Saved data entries

──────

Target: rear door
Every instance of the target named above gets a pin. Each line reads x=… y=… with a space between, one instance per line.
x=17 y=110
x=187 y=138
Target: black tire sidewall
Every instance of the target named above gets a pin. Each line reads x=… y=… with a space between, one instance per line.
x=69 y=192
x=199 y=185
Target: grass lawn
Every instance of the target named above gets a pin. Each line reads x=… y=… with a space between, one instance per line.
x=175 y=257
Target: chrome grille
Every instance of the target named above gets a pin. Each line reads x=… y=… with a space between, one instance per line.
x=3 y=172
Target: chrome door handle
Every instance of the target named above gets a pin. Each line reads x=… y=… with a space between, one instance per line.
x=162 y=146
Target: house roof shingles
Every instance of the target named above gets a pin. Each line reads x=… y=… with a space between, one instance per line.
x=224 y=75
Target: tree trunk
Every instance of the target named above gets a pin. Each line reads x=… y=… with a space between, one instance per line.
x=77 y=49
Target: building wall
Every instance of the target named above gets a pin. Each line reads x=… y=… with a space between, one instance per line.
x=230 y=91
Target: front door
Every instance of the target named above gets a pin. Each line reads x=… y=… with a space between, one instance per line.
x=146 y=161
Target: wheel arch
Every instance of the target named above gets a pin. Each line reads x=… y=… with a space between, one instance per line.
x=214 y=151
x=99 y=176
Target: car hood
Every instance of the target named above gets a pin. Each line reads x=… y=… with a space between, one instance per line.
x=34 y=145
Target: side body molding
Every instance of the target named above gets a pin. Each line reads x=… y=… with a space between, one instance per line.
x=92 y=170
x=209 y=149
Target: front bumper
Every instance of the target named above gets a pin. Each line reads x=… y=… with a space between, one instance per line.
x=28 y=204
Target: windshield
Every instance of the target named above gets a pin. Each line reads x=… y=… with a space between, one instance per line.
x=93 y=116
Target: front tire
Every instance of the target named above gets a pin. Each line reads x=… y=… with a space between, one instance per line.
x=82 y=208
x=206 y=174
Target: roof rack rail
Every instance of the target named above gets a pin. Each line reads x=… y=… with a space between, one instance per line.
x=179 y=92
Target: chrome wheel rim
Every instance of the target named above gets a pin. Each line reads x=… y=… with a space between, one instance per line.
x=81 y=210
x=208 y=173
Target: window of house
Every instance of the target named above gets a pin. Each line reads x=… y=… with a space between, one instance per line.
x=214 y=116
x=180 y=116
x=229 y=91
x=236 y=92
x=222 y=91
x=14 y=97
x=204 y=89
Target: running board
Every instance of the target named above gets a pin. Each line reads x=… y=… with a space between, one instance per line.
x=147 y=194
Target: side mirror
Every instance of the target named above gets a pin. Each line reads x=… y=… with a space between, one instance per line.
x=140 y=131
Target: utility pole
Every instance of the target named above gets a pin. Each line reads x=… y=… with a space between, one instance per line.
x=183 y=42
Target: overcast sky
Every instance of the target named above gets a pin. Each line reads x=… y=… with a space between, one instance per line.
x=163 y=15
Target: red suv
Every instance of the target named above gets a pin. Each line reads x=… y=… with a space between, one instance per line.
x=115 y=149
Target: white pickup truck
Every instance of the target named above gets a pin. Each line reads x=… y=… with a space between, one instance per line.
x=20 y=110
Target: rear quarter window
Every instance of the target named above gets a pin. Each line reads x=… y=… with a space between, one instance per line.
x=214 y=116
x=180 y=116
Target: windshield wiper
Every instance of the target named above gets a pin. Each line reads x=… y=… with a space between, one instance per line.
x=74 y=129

──────

HOW TO COMPLETE THIS TASK> Above are the entries. Copy exactly the part that opens with the line containing "Target: building wall" and closes with the line containing "Target: utility pole", and no more.

RESULT>
Target: building wall
Every instance of the target named above gets a pin. Each line reads x=… y=… with a space between, one instance per line.
x=230 y=91
Target: front door
Every instance of the target named above gets a pin. Each line reads x=… y=… with a space between, one instance per line.
x=146 y=161
Target: wheel arch
Every instance of the target named above gets a pin. Each line reads x=… y=… with a space between, one instance per line.
x=214 y=151
x=99 y=176
Target: car hood
Every instance of the target named above gets a pin. Each line reads x=… y=… with a space between, one instance per line.
x=34 y=145
Target: side body molding
Every instance of the target named above gets a pin. Each line reads x=… y=… with a space between, one instance per line.
x=92 y=170
x=209 y=149
Target: front bumper
Every instance of the target named above gets a pin. Each line reads x=… y=… with a space between, one instance per line.
x=28 y=204
Target: windshield
Every instance of the target named above gets a pin. Each line reads x=… y=… with a space between, one instance per line.
x=93 y=116
Target: front tire
Every instance of the target named above gets a pin. Each line reads x=… y=… with a space between, one instance per line.
x=82 y=208
x=206 y=174
Target: roof rack rail
Every instance of the target named above gets a pin. Each line reads x=… y=… with a space between, one instance per line.
x=179 y=92
Target: chrome wheel rim
Every instance of the target named above gets a pin. Each line reads x=… y=… with a space between, one instance per line.
x=81 y=210
x=208 y=173
Target: window of house
Every instance of the target named above gets a pin. Each line reads x=… y=… with a space between, one instance per line.
x=214 y=116
x=180 y=116
x=229 y=91
x=236 y=92
x=222 y=91
x=14 y=97
x=204 y=89
Target: running board
Every instance of the target named above gets a pin. Each line reads x=… y=… with a space between, one instance per line.
x=147 y=194
Target: side mirror
Every instance of the target named above gets a pin. Each line reads x=… y=… with a space between, one instance per line.
x=140 y=131
Target: utility pole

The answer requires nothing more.